> **Provided passage**

------------------------------------------------

Environment Blog

Scientists, Get Political

To move forward on climate change, the illusory boundary between science and politics must come down

November 17, 2010

To move past the gridlocked debate over global warming, scientists need to stop clinging to the belief that their work is free of political values, according to a prominent scientific thinker.

The belief in a boundary between science and politics is not only wrong, “it does considerable harm,” said Evelyn Fox Keller, a philosopher and historian of science at the Massachusetts Institute of Technology. She spoke about scientific responsibility at an October 8 event co-sponsored by the New York University Center for Bioethics and Environmental Studies Program. Known for her outspoken feminist critique of science, Keller aimed this time to shake climate scientists out of their politicophobia and into forging responsible policy.

The current impasse in the United States over climate policy is not solely due to feuding politicians and climate skeptics, says Keller, but is also bound up in the very nature of science’s self-image. The prevalent view, she said, is that scientists should stick to claims about “what is” while politicians should focus on “what should be done about it.” Scientists often invoke this notion in politicized debates, like the current one over how governments should respond to climate change, she added.

------------------------------------------------

> **Supplied records**

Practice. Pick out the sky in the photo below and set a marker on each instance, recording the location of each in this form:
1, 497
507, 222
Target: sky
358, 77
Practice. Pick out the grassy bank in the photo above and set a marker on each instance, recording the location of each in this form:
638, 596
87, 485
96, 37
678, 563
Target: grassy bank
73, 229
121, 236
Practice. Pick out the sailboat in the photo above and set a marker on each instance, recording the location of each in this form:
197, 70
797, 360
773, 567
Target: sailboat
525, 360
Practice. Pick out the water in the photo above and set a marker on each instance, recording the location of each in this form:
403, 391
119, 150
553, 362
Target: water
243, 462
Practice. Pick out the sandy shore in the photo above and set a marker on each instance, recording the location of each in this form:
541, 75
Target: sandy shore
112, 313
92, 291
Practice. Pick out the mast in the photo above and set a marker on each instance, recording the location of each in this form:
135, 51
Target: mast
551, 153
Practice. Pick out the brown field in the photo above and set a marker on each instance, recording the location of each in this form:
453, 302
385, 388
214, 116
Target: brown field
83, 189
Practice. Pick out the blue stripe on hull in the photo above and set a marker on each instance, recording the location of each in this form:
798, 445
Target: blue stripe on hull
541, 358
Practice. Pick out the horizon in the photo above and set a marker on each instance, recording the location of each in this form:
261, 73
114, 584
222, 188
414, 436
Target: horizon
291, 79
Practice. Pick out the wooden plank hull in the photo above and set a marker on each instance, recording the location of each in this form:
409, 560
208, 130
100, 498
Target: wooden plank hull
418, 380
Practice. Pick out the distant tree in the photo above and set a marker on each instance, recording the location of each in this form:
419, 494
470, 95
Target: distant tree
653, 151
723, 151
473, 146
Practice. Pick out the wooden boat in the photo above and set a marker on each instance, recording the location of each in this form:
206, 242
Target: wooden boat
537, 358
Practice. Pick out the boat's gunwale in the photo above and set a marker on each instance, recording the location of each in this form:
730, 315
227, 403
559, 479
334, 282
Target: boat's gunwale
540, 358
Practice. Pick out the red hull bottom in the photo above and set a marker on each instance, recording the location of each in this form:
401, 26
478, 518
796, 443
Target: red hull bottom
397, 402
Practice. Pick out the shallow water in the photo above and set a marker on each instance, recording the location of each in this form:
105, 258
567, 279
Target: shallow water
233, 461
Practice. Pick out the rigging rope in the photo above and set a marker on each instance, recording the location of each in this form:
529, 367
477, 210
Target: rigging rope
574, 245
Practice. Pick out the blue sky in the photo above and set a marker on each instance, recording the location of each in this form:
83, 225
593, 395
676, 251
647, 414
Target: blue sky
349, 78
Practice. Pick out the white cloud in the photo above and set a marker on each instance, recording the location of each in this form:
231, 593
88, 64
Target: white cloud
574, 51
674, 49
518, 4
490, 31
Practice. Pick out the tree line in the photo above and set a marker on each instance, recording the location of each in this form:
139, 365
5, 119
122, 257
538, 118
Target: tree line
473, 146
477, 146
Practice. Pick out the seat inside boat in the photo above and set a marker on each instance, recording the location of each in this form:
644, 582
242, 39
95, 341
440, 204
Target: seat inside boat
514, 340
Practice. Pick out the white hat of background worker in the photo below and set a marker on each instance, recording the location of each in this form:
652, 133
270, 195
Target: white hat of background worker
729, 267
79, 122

------------------------------------------------

Resume the blog post on scientists and climate politics, starting right after its last sentence. The items that come after the blog post are separate material with no connection to it.

According to Keller, there is more to scientific responsibility than simply presenting the evidence. Researchers also need to explain to the public why they trust that evidence. In doing so, they will make intelligible the grounds for their convictions while also exposing the motives of those skeptics and politicians who seek to undermine any meaningful debate.

It is crucial that the public understand why they should trust the evidence – not because it is infallible, but because it comes from the most credible process, said Andrew Dessler, an atmospheric scientist at Texas A&M University and former White House science and climate change policy analyst. In the same way someone might get a second, third, or tenth opinion on a serious medical matter, asking a variety of experts for their opinion is a good process to ascertain trustworthiness. The United Nation’s Intergovernmental Panel on Climate Change (IPCC), a team of relevant experts from around the world who issue a scientific consensus statement on climate change, operates this way. Of course it is possible for the assessment to be wrong, said Dessler, just as it is possible for a hundred doctors to be wrong on a diagnosis. But when you want to get knowledge, “you can’t do any better than asking all the experts in the world what they agree upon.”

Dessler, who just co-wrote a book called The Science and Politics of Global Climate Change: A Guide to the Debate, is focusing his efforts on informing the public. Keller, meanwhile, is focusing on pushing scientists, as scientists, to speak openly about their own judgments in the debate on climate change. She acknowledges that this “scientific articulacy” will be difficult, but it is absolutely crucial to move the discussion forward. And it certainly won’t happen until scientists understand that “calling something a fact can itself be a political move.”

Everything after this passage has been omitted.